Quoted passage -

Not normally a fan of RR's but i do like that one.


----------



## Braz11 (Aug 28, 2009)

Wow! Looks Amazing! Wat a turn-a-round !!


----------



## jacoda434 (May 28, 2007)

That must have cost a small fortune as they know how to charge for the name Overfinch :driver:

Spent that much on the parts can’t put fuel in the thing :devil:

What would you get 11 to the gallon? :car:

Nice work


----------



## rds1985 (Mar 7, 2009)

what up gangsta-that looks the nuts!!


----------



## Saqib200 (May 13, 2008)

Emerald Detailing said:


> Looks good, very gangster, so to speak.
> 
> I remember the phantom write up you did a while back.


Thanks

That Phantom was hard work. Its back again in a few weeks, the past year-and-a-bit on the wedding circuit has taken its toll.


----------



## Saqib200 (May 13, 2008)

Ronnie said:


> very nice work. was it hard removing the door handles?


The door cards had to be removed and the protective film peeled back to get to the mechanism. Just as time consuming as the front bumper! Well worth the effort tho.


----------



## Saqib200 (May 13, 2008)

jacoda434 said:


> That must have cost a small fortune as they know how to charge for the name Overfinch :driver:
> 
> Spent that much on the parts can't put fuel in the thing :devil:
> 
> ...


erm.. yes very expensive, and he can aford the fuel. About 16 mpg on a run.


----------



## very white r33 (Feb 3, 2010)

Very nice.


----------



## Mirror Finish Details (Aug 21, 2008)

Great work chaps, but too chavish for my taste. Much prefered the factory finish.


----------



## scottgm (Dec 27, 2009)

Good Job!

Thats a mean looking machine!

Random question... u see the orange pad thing you were kneeling on... where could i get a hold of one?


----------



## Saqib200 (May 13, 2008)

scottgm said:


> Good Job!
> 
> Thats a mean looking machine!
> 
> Random question... u see the orange pad thing you were kneeling on... where could i get a hold of one?


Its from Partco (or UNIPART as they like to be called). They're a local automotive parts dietributor, you should have one near you somewhere.

They also do a smaller kneeling pad. It cost £12 from memory.


----------



## Tacklebury (Feb 27, 2008)

I used to work next door to OverFinch in Farnham, Surrey.

The sound of these things tearing around the industrial estate was very nice.

Shame the staff used to leave their vans in 'D' with full lock set. You'd pop out for a ciggie and this 7.5t van would be going around in circles with no driver whilst everyone stood around laughing!!!


----------



## andrew23uk (Feb 19, 2008)

nice job!! Looks like a beast


----------



## Guest (Mar 24, 2010)

Great work!


----------



## Dunkwho (Jan 23, 2009)

I saw this in the flesh on Monday ... a real beast. Looking forward to the part 2 write up, especially the "customer has changed his mind" section  After you comments about comparisons between this motor and your ST I looked the ST up ... errr, you maybe kinda omitted a few details about it :thumb:

Duncan


----------



## Saqib200 (May 13, 2008)

Dunkwho said:


> I saw this in the flesh on Monday ... a real beast. Looking forward to the part 2 write up, especially the "customer has changed his mind" section  After you comments about comparisons between this motor and your ST I looked the ST up ... errr, you maybe kinda omitted a few details about it :thumb:
> 
> Duncan


Thanks - glad you liked the motor, and its a pleasure to have you down here. Looking really nice, hopefully I'll have Part 2 up by next week. You should see the brake calipers.. OMG they came out nice.

Don't like to give too much away, you'll read abt it all next week. :thumb:


----------

Dataset section -
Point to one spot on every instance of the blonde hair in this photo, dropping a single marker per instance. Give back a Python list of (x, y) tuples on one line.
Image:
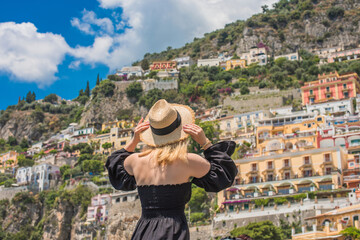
[(168, 153)]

Your objective -
Reproduce the part of the forum thread that opens with the words containing "They also do" and closes with "stood around laughing!!!", renaming "kneeling pad" to "knee mat" wherever it appears.

Correct output -
They also do a smaller knee mat. It cost £12 from memory.


----------



## Tacklebury (Feb 27, 2008)

I used to work next door to OverFinch in Farnham, Surrey.

The sound of these things tearing around the industrial estate was very nice.

Shame the staff used to leave their vans in 'D' with full lock set. You'd pop out for a ciggie and this 7.5t van would be going around in circles with no driver whilst everyone stood around laughing!!!